WHAT YOU HAVE TO DO ▸ Lay out every line of the entries below as a Markdown table with the columns "Row" and "Text", numbering the lines in order and omitting blank lines.

DATA ENTRIES ▸
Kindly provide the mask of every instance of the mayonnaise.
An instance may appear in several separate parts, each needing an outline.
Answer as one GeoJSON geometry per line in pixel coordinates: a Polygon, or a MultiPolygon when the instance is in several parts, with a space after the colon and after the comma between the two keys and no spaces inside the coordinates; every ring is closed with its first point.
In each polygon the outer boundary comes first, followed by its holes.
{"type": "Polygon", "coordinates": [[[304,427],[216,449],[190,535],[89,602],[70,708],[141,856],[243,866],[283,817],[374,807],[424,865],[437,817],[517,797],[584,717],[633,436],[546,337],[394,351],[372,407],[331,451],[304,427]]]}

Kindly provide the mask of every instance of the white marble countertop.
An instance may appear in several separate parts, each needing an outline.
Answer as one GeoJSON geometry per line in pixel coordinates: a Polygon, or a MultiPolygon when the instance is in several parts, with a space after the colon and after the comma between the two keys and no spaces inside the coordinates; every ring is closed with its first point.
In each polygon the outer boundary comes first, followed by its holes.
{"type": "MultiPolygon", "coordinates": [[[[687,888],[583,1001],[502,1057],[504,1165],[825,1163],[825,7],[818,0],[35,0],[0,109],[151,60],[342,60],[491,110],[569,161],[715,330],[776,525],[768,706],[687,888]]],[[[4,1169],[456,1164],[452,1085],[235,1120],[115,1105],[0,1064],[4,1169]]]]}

TASK SOLUTION ▸
| Row | Text |
|---|---|
| 1 | Kindly provide the mask of every instance of the mayonnaise. |
| 2 | An instance may appear in several separate parts, each needing an outline. |
| 3 | Answer as one GeoJSON geometry per line in pixel coordinates: a Polygon, or a MultiPolygon when the instance is in several parts, with a space after the colon and after the comma between the two keys and no spaces inside the coordinates; every ring is closed with its first point. |
| 4 | In each polygon the outer boundary comes first, followed by its holes. |
| 5 | {"type": "Polygon", "coordinates": [[[304,427],[216,449],[190,535],[89,602],[70,708],[141,856],[243,866],[283,817],[374,807],[424,865],[437,817],[517,797],[584,717],[633,436],[546,337],[394,351],[372,407],[331,451],[304,427]]]} |
| 6 | Kindly provide the mask of every instance of the white marble countertop. |
| 7 | An instance may appear in several separate parts, each needing an outline. |
| 8 | Answer as one GeoJSON geometry per line in pixel coordinates: a Polygon, or a MultiPolygon when the instance is in several parts, with a space after the colon and after the comma between the two keys and no spaces inside the coordinates; every ring is closed with its first point. |
| 9 | In each polygon the outer boundary comes first, followed by its holes. |
| 10 | {"type": "MultiPolygon", "coordinates": [[[[687,888],[583,1001],[502,1057],[504,1165],[825,1163],[825,7],[818,0],[35,0],[0,109],[151,60],[342,60],[491,110],[569,161],[715,330],[776,525],[768,706],[687,888]]],[[[4,1169],[456,1164],[452,1085],[235,1120],[115,1105],[0,1064],[4,1169]]]]} |